**Work required:** Produce an exact transcription of the listing below, omitting the pictures.

**Excerpts of pointing data:**
※ ※ ※

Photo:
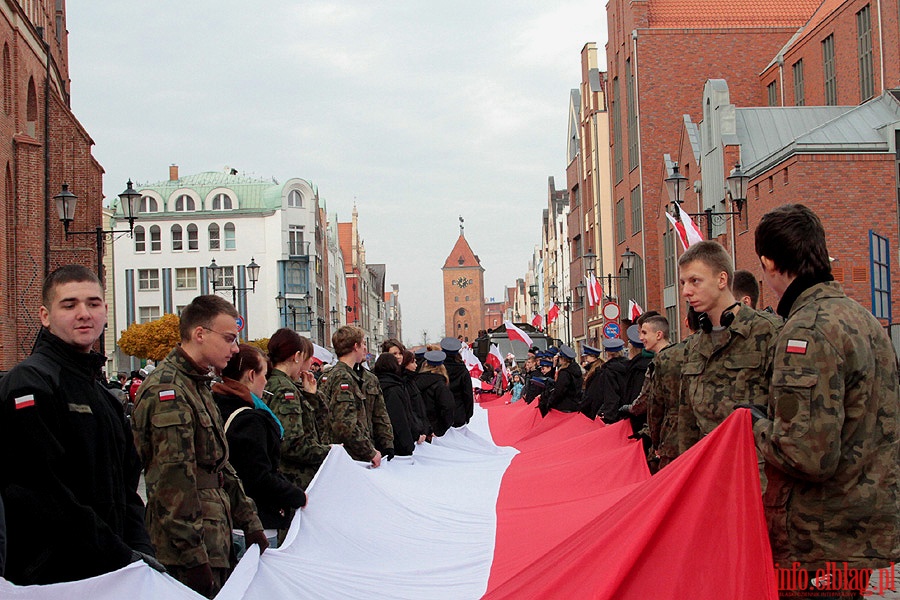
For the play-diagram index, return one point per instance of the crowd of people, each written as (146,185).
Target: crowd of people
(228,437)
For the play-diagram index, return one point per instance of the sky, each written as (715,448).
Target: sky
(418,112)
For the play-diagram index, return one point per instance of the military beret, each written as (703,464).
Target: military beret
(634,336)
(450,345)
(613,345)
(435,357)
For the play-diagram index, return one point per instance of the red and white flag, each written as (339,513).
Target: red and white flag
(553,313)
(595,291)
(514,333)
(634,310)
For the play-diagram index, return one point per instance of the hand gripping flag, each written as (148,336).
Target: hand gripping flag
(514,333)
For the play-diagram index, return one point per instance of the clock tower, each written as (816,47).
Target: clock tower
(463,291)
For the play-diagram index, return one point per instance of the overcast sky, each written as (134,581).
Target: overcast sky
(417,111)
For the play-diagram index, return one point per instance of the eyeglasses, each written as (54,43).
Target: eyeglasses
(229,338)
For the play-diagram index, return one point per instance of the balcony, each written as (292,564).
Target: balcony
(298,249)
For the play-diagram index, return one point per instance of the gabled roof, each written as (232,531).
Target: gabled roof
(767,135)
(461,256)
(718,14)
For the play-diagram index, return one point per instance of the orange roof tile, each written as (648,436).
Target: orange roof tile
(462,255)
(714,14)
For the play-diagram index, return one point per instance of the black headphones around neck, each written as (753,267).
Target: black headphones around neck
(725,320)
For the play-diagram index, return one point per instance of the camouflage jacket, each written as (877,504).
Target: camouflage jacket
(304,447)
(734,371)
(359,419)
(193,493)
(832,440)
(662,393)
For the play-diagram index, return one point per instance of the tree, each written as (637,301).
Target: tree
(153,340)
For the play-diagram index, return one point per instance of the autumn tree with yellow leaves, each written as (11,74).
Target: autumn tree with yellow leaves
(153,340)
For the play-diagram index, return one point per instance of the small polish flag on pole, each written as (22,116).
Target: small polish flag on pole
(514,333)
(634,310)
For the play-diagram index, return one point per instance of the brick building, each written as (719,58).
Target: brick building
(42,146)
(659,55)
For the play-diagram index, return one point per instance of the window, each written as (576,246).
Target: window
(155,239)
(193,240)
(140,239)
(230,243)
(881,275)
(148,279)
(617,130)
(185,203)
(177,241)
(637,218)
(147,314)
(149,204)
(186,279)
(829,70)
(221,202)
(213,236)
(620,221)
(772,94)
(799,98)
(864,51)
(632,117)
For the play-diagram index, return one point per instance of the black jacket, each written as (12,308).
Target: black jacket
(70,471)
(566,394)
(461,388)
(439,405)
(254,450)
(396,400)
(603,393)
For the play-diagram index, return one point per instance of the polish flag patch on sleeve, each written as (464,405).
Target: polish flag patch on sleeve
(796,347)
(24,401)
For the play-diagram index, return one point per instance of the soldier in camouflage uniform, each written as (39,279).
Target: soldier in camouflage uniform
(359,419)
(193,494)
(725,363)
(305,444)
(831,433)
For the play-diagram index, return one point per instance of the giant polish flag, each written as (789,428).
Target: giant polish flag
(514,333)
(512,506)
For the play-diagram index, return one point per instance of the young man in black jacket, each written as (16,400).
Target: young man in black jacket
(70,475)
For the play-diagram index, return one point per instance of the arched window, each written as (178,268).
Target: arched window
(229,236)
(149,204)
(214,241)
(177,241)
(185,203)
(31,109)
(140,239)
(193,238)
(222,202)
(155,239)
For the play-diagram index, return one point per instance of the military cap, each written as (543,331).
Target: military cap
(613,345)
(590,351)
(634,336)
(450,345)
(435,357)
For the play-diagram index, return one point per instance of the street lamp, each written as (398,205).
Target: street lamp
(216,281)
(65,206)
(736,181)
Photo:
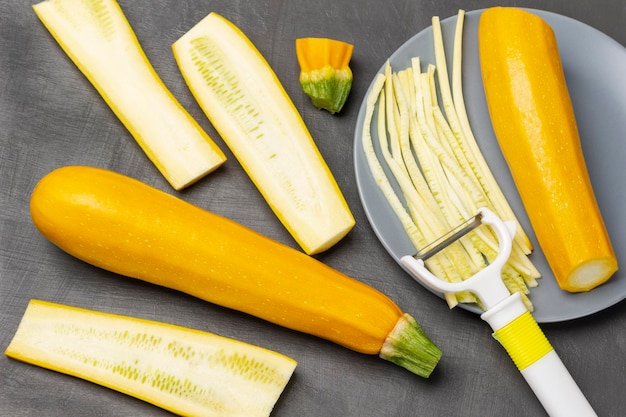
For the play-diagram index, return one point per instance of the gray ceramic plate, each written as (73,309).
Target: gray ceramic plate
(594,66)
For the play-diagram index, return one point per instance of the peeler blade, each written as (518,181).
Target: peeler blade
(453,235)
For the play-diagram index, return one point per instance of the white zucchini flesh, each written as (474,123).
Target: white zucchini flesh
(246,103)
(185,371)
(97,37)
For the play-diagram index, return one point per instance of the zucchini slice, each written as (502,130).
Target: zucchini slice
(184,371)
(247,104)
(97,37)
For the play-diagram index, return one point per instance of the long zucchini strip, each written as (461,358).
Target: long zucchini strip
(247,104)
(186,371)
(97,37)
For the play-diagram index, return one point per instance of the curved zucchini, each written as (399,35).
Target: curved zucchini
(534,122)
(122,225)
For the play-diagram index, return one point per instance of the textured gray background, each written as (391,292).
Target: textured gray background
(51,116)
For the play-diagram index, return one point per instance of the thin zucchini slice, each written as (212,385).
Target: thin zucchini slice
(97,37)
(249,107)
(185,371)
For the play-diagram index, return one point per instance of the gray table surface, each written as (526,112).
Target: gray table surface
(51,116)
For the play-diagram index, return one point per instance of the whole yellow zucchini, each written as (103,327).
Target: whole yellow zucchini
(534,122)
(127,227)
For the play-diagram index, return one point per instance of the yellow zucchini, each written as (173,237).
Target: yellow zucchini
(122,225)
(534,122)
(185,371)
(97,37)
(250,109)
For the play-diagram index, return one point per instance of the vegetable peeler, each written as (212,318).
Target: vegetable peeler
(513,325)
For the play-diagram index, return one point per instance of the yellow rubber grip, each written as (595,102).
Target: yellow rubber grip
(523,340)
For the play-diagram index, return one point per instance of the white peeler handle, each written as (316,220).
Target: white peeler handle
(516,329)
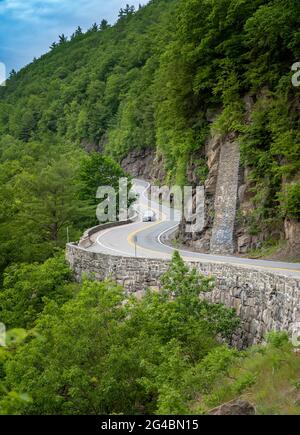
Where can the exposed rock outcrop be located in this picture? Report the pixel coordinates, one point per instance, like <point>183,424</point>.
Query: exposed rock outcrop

※ ※ ※

**Task response:**
Photo:
For the play-diagram index, return one point per instance of the crowd of people, each written as (146,185).
Target: crowd of people
(228,437)
For the play-diagram index, return one point per instance of the sky, each written as (715,448).
Target: sky
(418,112)
For the play-diagram index, return one point per instance of the military beret, each written as (703,464).
Target: military beret
(634,336)
(450,345)
(613,345)
(435,357)
For the play-diagram index, return one point per instance of the red and white flag, each written as (339,513).
Target: red and white flag
(553,313)
(595,291)
(514,333)
(634,310)
For the play-diagram index, return one point per instance of the hand gripping flag, each written as (148,336).
Target: hand gripping flag
(514,333)
For the play-diagram index, return one point per instance of the clock tower, each written as (816,47).
Target: clock tower
(463,291)
For the play-diagram index, return one point per instance of the overcast sky, each written as (134,581).
Target: overcast sky
(417,111)
For the play-diagram index, return one point per instance of the eyeglasses, each written as (54,43).
Target: eyeglasses
(229,338)
For the play-diagram index, return one point per instance of the balcony, each written as (292,564).
Target: balcony
(298,249)
For the play-diagram index, return one point per instance of the gabled roof, each written as (232,531).
Target: gabled roof
(767,135)
(461,256)
(718,14)
For the play-diagram index, return one point per instance of the orange roof tile, each written as (648,436).
Target: orange roof tile
(462,255)
(714,14)
For the play-diagram index, return one point per instance of the black headphones around neck, each written as (753,267).
Target: black headphones around neck
(725,320)
For the play-diagram index, return one point per instance of the camouflage jacket, each written as (877,504).
Target: camouflage jacket
(304,447)
(734,371)
(359,419)
(193,493)
(832,440)
(662,393)
For the play-diagram index, return one point per instance of the tree, each written as (637,301).
Target: tree
(153,340)
For the play-diagram index, return one point per instance of the autumn tree with yellow leaves, each written as (11,74).
Target: autumn tree with yellow leaves
(153,340)
For the play-diagram index, return one point per instance of the small polish flag on pole, each written as (22,116).
Target: small polish flag on pole
(514,333)
(634,310)
For the play-diagram index, return one point per instance of the brick building, each written as (719,58).
Target: brick building
(42,146)
(659,55)
For the play-diagram index, return one point per instance of the window, each written as (576,246).
Target: window
(155,239)
(193,240)
(140,239)
(230,243)
(881,275)
(148,279)
(617,130)
(185,203)
(177,241)
(637,218)
(147,314)
(149,204)
(186,279)
(829,70)
(221,202)
(213,236)
(620,221)
(772,94)
(799,98)
(864,51)
(632,117)
For the play-diagram index, return one point per instance of the black jacket, each written as (12,308).
Target: black jacket
(70,471)
(566,394)
(461,388)
(439,405)
(254,450)
(396,400)
(603,393)
For the play-diagram index, return one point per instance of the polish flag patch on sleeve, each written as (464,405).
Target: polish flag patch on sleeve
(796,347)
(24,401)
For the play-diagram index, return one point per instance of the soldier in camouflage uniform, each written as (39,279).
Target: soldier in camouflage uniform
(359,419)
(193,494)
(725,363)
(305,444)
(831,433)
For the play-diagram index, return one point per instance of the giant polish flag, each written as (789,428).
Target: giant polish flag
(514,333)
(512,506)
For the play-diagram index, return one point per instance of the young man in black jacket, each written as (16,400).
Target: young man in black jacket
(70,475)
For the play-diagram index, return one point per instance of the arched window, each written as (178,268).
Target: arched window
(229,236)
(149,204)
(214,241)
(177,241)
(185,203)
(31,109)
(140,239)
(193,238)
(222,202)
(155,239)
For the play-diagram index, return one point per instance of the military cap, each written as (543,331).
Target: military cap
(613,345)
(590,351)
(634,336)
(450,345)
(435,357)
For the play-diagram index, return one point per instance of the street lamp, each written as (398,205).
Target: street lamp
(216,281)
(65,206)
(736,181)
Photo:
For the play-diagram index, return one point per instance of the gray ceramic plate, each written as (73,309).
Target: gray ceramic plate
(594,66)
For the play-diagram index, return one point per instance of the peeler blade, each written as (518,181).
Target: peeler blade
(453,235)
For the play-diagram index, return one point per instance of the white zucchini flesh, each written as (474,123).
Target: white zucchini flesh
(246,103)
(185,371)
(97,37)
For the play-diagram index, return one point per instance of the zucchini slice, each written as (502,130).
Target: zucchini slice
(184,371)
(247,104)
(97,37)
For the play-diagram index, return one point per instance of the long zucchini strip, each written as (461,358).
Target: long zucchini strip
(247,104)
(186,371)
(97,37)
For the play-diagram index, return one point per instance of the curved zucchini, each written as (399,35).
Target: curved zucchini
(534,122)
(122,225)
For the play-diagram index, return one point per instance of the textured gray background, each written as (391,292).
Target: textured gray background
(51,116)
For the play-diagram index, return one point per instance of the thin zucchini slice, each written as (212,385).
Target: thin zucchini slice
(97,37)
(249,107)
(185,371)
For the play-diagram index, return one point per instance of the gray table surface, each written as (526,112).
Target: gray table surface
(51,116)
For the play-diagram index, return one point per instance of the whole yellow zucchini, each written as (103,327).
Target: whole yellow zucchini
(534,122)
(127,227)
For the play-diagram index, return one point per instance of the yellow zucchini, each written as (173,237).
Target: yellow zucchini
(122,225)
(534,122)
(185,371)
(97,37)
(250,109)
For the play-diagram index, return one point per instance of the vegetable peeler, each written as (212,318).
Target: vegetable peeler
(513,325)
For the play-diagram index, return one point per instance of the yellow rubber grip, each written as (595,102).
Target: yellow rubber grip
(523,340)
For the play-diagram index, return one point per instance of the white peeler handle, each written as (316,220).
Target: white peeler handle
(516,329)
Where can the exposed rock outcrop be located in this picture? Report the pixel coordinates, one point per instance, like <point>183,424</point>.
Query: exposed rock outcrop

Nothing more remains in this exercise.